▶ TASK DESCRIPTION:
Please condense the paragraph beginning "As Arizona posted another daily case record" in the excerpt below about mask orders into one shorter sentence that keeps its main facts.

California Governor Gavin Newsom ordered mask use in most places as the state for the second day in a row registered more than 4,000 new cases.
“Science shows that face coverings and masks work,” Newsom said in a statement about the new order. “They are critical to keeping those who are around you safe, keeping businesses open and restarting our economy.”
As Arizona posted another daily case record, the Democratic mayors of Tucson and Phoenix respectively ordered and prepared to vote on mandatory face coverings after Republican Governor Doug Ducey bowed to pressure and let cities decide mask rules.
“This piece of protection may even save your life,” North Carolina Democratic Governor Roy Cooper told reporters, adding that he was considering statewide obligatory mask use on a day when statewide COVID-19 hospitalisations set a new high.
A month after many governors reopened their economies, a growing number are adopting US Centers for Disease Control and Prevention (CDC) guidance that masks are essential to prevent community spread.

▶ EXTRACTED INFORMATION:

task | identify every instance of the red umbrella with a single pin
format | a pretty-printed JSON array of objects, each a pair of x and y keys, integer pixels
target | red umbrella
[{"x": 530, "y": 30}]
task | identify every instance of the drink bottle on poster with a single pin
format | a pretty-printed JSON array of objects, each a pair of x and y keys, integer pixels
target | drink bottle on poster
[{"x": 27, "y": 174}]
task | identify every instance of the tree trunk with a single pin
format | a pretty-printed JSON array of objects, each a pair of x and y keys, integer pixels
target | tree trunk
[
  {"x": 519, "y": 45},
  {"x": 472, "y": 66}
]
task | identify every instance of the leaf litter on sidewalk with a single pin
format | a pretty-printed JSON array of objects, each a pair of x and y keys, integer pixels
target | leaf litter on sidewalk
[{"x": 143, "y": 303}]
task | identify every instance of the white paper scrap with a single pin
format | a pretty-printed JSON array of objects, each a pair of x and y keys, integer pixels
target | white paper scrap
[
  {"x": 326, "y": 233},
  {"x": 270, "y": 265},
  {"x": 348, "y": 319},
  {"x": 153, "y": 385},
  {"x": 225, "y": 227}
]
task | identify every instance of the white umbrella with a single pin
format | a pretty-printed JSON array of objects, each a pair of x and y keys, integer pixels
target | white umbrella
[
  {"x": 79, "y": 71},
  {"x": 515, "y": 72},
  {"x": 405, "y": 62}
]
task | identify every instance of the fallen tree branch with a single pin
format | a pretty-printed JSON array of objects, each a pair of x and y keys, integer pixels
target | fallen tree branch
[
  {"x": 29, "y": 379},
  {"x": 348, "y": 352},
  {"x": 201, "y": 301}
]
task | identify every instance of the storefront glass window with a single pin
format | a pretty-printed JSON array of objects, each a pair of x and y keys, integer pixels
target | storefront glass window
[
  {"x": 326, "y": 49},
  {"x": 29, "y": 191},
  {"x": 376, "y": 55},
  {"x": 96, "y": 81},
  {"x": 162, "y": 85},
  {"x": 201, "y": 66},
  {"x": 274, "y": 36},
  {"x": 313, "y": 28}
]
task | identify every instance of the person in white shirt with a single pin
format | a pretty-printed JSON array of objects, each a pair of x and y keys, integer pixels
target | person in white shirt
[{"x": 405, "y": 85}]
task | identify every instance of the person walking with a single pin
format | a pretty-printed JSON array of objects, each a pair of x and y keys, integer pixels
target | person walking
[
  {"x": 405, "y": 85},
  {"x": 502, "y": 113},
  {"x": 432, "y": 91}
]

▶ WRITTEN ANSWER:
After Arizona set another daily case record and Republican Governor Doug Ducey, under pressure, let cities decide mask rules, Tucson's Democratic mayor ordered mandatory face coverings and Phoenix's prepared to vote on them.